寄生する前に予防しましょう。
「春は予防のシーズン」といわれるほど、様々な病気などに対する予防のお薬が必要となってくるため、犬猫達にも、飼い主さんにとっても忙しい時期となります。
では、ノミ・ダニに対する予防はいつから始めるのがよいかご存じでしょうか。
「ノミを見つけたら」、「体を掻いてたから」、という飼い主さんがたくさんいらっしゃいますが、予防薬という見方から考えると、ノミ・ダニがついてからではなく、つく前にお薬を投与するのが本来の目的かと思います。
犬がノミに寄生し始める季節は、夏中旬~秋にかけてが大半を占めています。これは、ノミの発生には気温13℃が必要だと言われているからだと考えられ、この同じ時期、蚊の発生も考えられます。そのことを考慮すると、フィラリア症予防とノミ・ダニ予防を同時期に始めるのが良いかと思われます。開始時期は地域にもよりますが、4〜5月が目安となっています。
アメリカ、ジョージア州にある一部の地域にて、犬を対象にノミの保有率調査が行われました。(1996年9月~2004年8月)ピーク時は夏の終わりから秋にかけてが最も多く、採取されたノミの数合計2518匹のうち、最も多く見られたノミの種類は「ネコノミ」「イヌノミ」そして「ヒトノミ」でした。(Lance A.Durden, 2005)
その他にもハンガリーにある13の動物病院にてノミの保有率調査が行われたところ(2005年12月~2006年11月)、対象になった全部の犬の内14.1%にあたる319頭の犬からノミが発見され、8月(夏の終わり)が最高で27.1%、5月(春の終わり頃)が最低の5.4%である結果がでています。(Farkas, 2009)
ドイツでも同タイプの調査が行われ、7月~10月が最も多く、11月~5月が最も低いノミの保有率だったことが立証されています。(W.Beck, 2006)
ダニは基本一年中生息していますが、季節によってピーク時があるようです。

データセットの記録:
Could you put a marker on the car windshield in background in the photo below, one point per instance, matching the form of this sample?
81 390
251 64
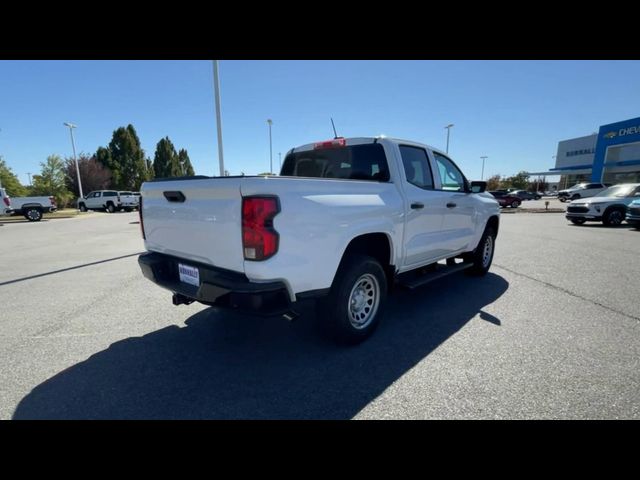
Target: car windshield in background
357 162
618 191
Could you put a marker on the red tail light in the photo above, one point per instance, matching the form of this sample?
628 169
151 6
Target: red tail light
336 142
140 215
259 239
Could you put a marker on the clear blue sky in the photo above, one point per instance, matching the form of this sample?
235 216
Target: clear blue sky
514 112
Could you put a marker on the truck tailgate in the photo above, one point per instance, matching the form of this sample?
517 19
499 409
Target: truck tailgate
204 227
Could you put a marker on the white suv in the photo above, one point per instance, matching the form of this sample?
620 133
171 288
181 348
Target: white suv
609 207
581 190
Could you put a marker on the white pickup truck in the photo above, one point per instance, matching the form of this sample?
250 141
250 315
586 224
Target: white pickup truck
345 221
32 208
5 203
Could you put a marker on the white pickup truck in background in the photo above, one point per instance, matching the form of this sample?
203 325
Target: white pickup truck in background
345 221
32 208
5 203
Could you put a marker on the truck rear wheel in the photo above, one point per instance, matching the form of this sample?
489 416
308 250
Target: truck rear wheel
352 310
482 257
613 217
33 214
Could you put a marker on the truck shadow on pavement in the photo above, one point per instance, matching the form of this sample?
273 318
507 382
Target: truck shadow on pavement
226 366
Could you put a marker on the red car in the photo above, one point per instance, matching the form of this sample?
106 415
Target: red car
506 199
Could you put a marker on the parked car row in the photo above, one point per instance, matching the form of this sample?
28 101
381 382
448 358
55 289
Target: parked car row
611 207
582 190
32 208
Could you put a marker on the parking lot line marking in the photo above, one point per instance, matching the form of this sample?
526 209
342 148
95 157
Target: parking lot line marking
568 292
31 277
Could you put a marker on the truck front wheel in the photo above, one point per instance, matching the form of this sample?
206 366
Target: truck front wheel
352 310
33 214
482 257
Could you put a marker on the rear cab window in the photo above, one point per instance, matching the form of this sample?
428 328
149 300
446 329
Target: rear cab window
355 162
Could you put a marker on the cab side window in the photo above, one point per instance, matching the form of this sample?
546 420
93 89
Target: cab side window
416 166
451 177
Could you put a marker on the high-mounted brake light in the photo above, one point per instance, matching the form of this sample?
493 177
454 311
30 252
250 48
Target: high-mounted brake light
259 238
336 142
140 215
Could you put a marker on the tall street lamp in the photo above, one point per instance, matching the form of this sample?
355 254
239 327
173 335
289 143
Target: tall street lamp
448 127
270 122
216 92
73 145
483 159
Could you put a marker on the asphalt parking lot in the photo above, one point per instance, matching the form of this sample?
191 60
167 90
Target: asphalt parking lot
553 331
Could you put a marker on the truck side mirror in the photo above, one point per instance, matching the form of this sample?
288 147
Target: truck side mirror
478 187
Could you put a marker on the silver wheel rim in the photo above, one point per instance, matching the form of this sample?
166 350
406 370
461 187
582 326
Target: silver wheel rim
487 251
615 217
363 301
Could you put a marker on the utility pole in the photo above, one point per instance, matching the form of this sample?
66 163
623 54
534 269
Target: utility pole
216 88
483 159
270 122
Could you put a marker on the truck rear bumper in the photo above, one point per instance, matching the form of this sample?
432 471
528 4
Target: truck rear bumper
218 287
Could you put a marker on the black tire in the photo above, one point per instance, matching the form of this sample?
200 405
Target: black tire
613 217
33 214
482 263
352 310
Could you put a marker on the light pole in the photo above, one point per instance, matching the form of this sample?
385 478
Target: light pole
270 122
448 127
216 89
73 145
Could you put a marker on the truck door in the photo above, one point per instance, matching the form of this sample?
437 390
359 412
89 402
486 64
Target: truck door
424 241
457 206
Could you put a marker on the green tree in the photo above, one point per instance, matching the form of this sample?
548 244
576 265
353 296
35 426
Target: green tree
185 163
127 158
52 181
165 160
103 156
493 182
10 181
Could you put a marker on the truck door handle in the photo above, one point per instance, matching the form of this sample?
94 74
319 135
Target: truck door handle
174 196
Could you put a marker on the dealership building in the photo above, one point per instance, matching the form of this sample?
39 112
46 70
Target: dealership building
610 156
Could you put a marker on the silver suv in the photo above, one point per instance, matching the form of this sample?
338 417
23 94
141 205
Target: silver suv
108 200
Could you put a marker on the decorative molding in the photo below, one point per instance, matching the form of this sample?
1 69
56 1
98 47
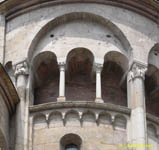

- 課題一覧:
(1) ノミ・ダニ予防の文章で、「寄生する前に予防しましょう。」を含む箇所から始め、「(Farkas, 2009)」のところで終わる部分を、「飼い主さん」を「オーナーさん」に置き換えて書き直してください。
(2) ノミ・ダニ予防の文章にある「ダニは基本一年中生息していますが、季節によってピーク時があるようです。」という一文は、英語ではどう訳せますか。
(3) ノミ・ダニ予防の文章の続きを、最後の文の後から書き足してください。
データの各行は、ノミ・ダニ予防の文章とは別個の資料です。

- 課題の解答:
(1)
寄生する前に予防しましょう。
「春は予防のシーズン」といわれるほど、様々な病気などに対する予防のお薬が必要となってくるため、犬猫達にも、オーナーさんにとっても忙しい時期となります。
では、ノミ・ダニに対する予防はいつから始めるのがよいかご存じでしょうか。
「ノミを見つけたら」、「体を掻いてたから」、というオーナーさんがたくさんいらっしゃいますが、予防薬という見方から考えると、ノミ・ダニがついてからではなく、つく前にお薬を投与するのが本来の目的かと思います。
犬がノミに寄生し始める季節は、夏中旬~秋にかけてが大半を占めています。これは、ノミの発生には気温13℃が必要だと言われているからだと考えられ、この同じ時期、蚊の発生も考えられます。そのことを考慮すると、フィラリア症予防とノミ・ダニ予防を同時期に始めるのが良いかと思われます。開始時期は地域にもよりますが、4〜5月が目安となっています。
アメリカ、ジョージア州にある一部の地域にて、犬を対象にノミの保有率調査が行われました。(1996年9月~2004年8月)ピーク時は夏の終わりから秋にかけてが最も多く、採取されたノミの数合計2518匹のうち、最も多く見られたノミの種類は「ネコノミ」「イヌノミ」そして「ヒトノミ」でした。(Lance A.Durden, 2005)
その他にもハンガリーにある13の動物病院にてノミの保有率調査が行われたところ(2005年12月~2006年11月)、対象になった全部の犬の内14.1%にあたる319頭の犬からノミが発見され、8月(夏の終わり)が最高で27.1%、5月(春の終わり頃)が最低の5.4%である結果がでています。(Farkas, 2009)

(2) Ticks are basically present all year round, but they seem to have peak periods depending on the season.

(3)
イギリス国内にある173の動物病院での協力により(2009年3~10月)、1週間のうち、5頭の犬をランダムに選び、その犬たちにダニに寄生しているかの調査が行われました。結果、3534頭の犬のうち、少なくとも1匹のダニの発見があったのは23%(810頭)であったといいます。この症例数を時期ごとに比較したところ、最も低い0.013頭の3月に対し、最も多く発見されたのが0.096頭の6月でした。(F.D.Smith, 2011)
2016年にはイギリス国内でダニに食われた犬を対象に調査が行われました。マダニの症例数の増加は3~9月にかけて集中しており、数多く見られたのが急激に増加した6月であると報告が上がっています。(Ian Wright, 2018)
ダニの種類、国、地域によって多少の違いはありますが、春先から秋にかけて、ダニの行動が活発になり、6月あたりにピークを迎え、要注意期間であると覚えておくといいでしょう。
ノミ・ダニ予防薬のお薬はあくまで駆除・予防のお薬となっています。ノミ・ダニを退治し、そのあとの寄生を防ぐ効果がある一定続くのが通常です。愛犬が痒がっている場合などは、炎症を抑えるお薬など、別の処置をとることを忘れないようにしましょう。皮膚に赤みや湿疹がある場合は、動物病院にて獣医師の診断を受けましょう。愛犬が少しでも快適で、痒みなく過ごせるよう、ノミ・ダニのお薬を忘れずに投与することをお勧めします。